§ **Arbeitsaufträge**:
[A] Prüfen Sie, ob die Aussagen (i) bis (iii) mit dem Text über die AfD-Veranstaltung in Hünstetten übereinstimmen: (i) Rund 30 Polizisten und Ordnungspolizisten achten darauf, dass sich AfDler und Demonstranten nicht zu nahe kommen. (ii) Der Bürgermeister freut sich über die Wahlkampfveranstaltung der AfD. (iii) Es handelt sich um die erste Auseinandersetzung dieser Art in Hünstetten. Antworten Sie jeweils mit Ja oder Nein und zitieren Sie die entscheidende Textstelle wörtlich.
[B] Schreiben Sie den Text über die AfD-Veranstaltung in Hünstetten im Anschluss an seinen letzten Satz weiter.

§ **Zu lesender Text**:

────────────────

Dicht gedrängt stehen Kinder, Jugendliche und Erwachsene, Vertreter politischer Parteien und Organisationen hinter der Absperrung am Bürgerhaus. Gut 30 Polizisten und Ordnungspolizisten, teils gut geschützt mit Westen, achten sehr genau darauf, dass sich AfDler und Demonstranten nicht zu nahe kommen. Als ein Demonstrant sein großes Protestbanner „Humanität statt Hetze“ auf dem Rasen vor dem Eingang des Bürgerhauses ausbreitet, ist sehr schnell ein AfDler zur Stelle, um es von der Wiese auf die Straße zu werfen. Er übt das Hausrecht für die AfD aus. Buh- und Schmährufe sind die Quittung für ihn.
Hünstettens Bürgermeister Jan Kraus (Hünstetter Liste) macht per Lautsprecher klar, dass er sich zwar nicht gerade über die AfD-Wahlkampfveranstaltung in Hünstetten freue, aber es aus seiner Sicht keine Möglichkeit gegeben habe, dies zu verhindern. „Die AfD ist eine zur Europa-Wahl zugelassene Partei und somit nicht verboten. Man muss nicht mit den politischen Inhalten übereinstimmen, aber eine solche Veranstaltung ist nicht zu verhindern.“ Kraus stellt klar, dass eine Demokratie das aushalten müsse. Hätte Hünstetten der AfD das Bürgerhaus nicht überlassen, hätte die AfD ihr Recht wahrscheinlich per Klage durchgesetzt. Jan Kraus ist anzumerken, dass er sich nicht wohl in seiner Haut fühlt. Immerhin ist es die erste Auseinandersetzung dieser Art in Hünstetten.

────────────────

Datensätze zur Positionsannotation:
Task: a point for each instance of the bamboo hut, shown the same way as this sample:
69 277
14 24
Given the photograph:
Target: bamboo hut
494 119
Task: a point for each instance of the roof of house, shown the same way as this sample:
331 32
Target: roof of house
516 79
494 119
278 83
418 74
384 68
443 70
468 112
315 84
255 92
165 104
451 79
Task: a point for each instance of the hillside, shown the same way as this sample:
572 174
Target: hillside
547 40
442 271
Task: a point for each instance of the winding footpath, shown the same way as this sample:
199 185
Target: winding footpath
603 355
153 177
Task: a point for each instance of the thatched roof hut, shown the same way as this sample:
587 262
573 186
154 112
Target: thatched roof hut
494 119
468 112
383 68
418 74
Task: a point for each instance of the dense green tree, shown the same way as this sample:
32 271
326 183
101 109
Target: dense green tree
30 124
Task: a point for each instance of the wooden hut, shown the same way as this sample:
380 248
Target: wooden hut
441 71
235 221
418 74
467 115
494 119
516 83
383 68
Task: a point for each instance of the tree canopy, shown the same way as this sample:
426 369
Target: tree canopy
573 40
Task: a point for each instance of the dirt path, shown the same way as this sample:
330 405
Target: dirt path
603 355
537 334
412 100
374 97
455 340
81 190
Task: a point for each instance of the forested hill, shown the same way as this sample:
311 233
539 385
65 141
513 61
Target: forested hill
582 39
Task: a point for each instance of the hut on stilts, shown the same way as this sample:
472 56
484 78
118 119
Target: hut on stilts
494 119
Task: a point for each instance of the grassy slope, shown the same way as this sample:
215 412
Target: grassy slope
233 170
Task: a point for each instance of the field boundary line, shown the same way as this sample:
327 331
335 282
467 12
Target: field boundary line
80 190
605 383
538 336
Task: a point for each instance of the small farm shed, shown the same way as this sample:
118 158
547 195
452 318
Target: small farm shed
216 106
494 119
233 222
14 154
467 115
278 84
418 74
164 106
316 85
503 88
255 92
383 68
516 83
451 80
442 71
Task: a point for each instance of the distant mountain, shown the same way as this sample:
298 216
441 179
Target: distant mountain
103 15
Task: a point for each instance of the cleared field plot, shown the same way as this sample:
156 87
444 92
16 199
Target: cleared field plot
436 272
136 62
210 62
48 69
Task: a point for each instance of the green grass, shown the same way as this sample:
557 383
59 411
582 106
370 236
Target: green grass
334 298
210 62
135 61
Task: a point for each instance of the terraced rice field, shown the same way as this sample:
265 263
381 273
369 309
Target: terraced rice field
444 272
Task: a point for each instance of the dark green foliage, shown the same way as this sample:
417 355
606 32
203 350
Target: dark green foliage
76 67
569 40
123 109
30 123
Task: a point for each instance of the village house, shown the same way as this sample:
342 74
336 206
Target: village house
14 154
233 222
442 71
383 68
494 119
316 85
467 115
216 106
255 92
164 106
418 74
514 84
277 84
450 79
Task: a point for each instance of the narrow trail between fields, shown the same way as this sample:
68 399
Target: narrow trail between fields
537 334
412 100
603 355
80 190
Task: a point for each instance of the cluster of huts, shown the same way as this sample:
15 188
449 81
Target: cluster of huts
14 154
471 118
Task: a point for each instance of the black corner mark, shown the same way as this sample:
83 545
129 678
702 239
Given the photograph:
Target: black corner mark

────────────────

§ **Erwartete Ergebnisse**:
[A]
(i) Ja: „Gut 30 Polizisten und Ordnungspolizisten, teils gut geschützt mit Westen, achten sehr genau darauf, dass sich AfDler und Demonstranten nicht zu nahe kommen.“
(ii) Nein: „dass er sich zwar nicht gerade über die AfD-Wahlkampfveranstaltung in Hünstetten freue“
(iii) Ja: „Immerhin ist es die erste Auseinandersetzung dieser Art in Hünstetten.“

[B]
„Deutschland ist gut, zusammen sind wir besser“ steht auf Pappe geschrieben. Junge Menschen halten sie hoch. Auf einem Banner ist eine Figur zu sehen, die das Hakenkreuz in den Abfalleimer wirft. „Halte Deine Umwelt sauber“ steht darunter. „Tu was gegen Rechts“ fordert „Die Linke“, „Bechtheim. Heimat und weltoffen“ steht auf einem kleinen Plakat, das eine Bechtheimerin auf dem Rücken trägt. „Zeigen Sie Ihren Protest. Dieses Recht steht Ihnen zu“, bekräftigt Rathaus-Chef Jan Kraus. Und genau das machen die Hünstetter. Als eine ältere Frau ins Bürgerhaus eilt, ruft ihr ein Demonstrant „Schäm Dich, Oma“ hinterher. Die Dame dreht sich um, winkt und lacht. Die Polizeibeamten lachen nicht. Mit unbewegten Mienen beobachten sie die Szene, bilden ein Spalier für Besucher der AfD-Veranstaltung. Schutz für alle Menschen – egal welcher politischen Couleur, Schutz der demokratischen Grundrechte.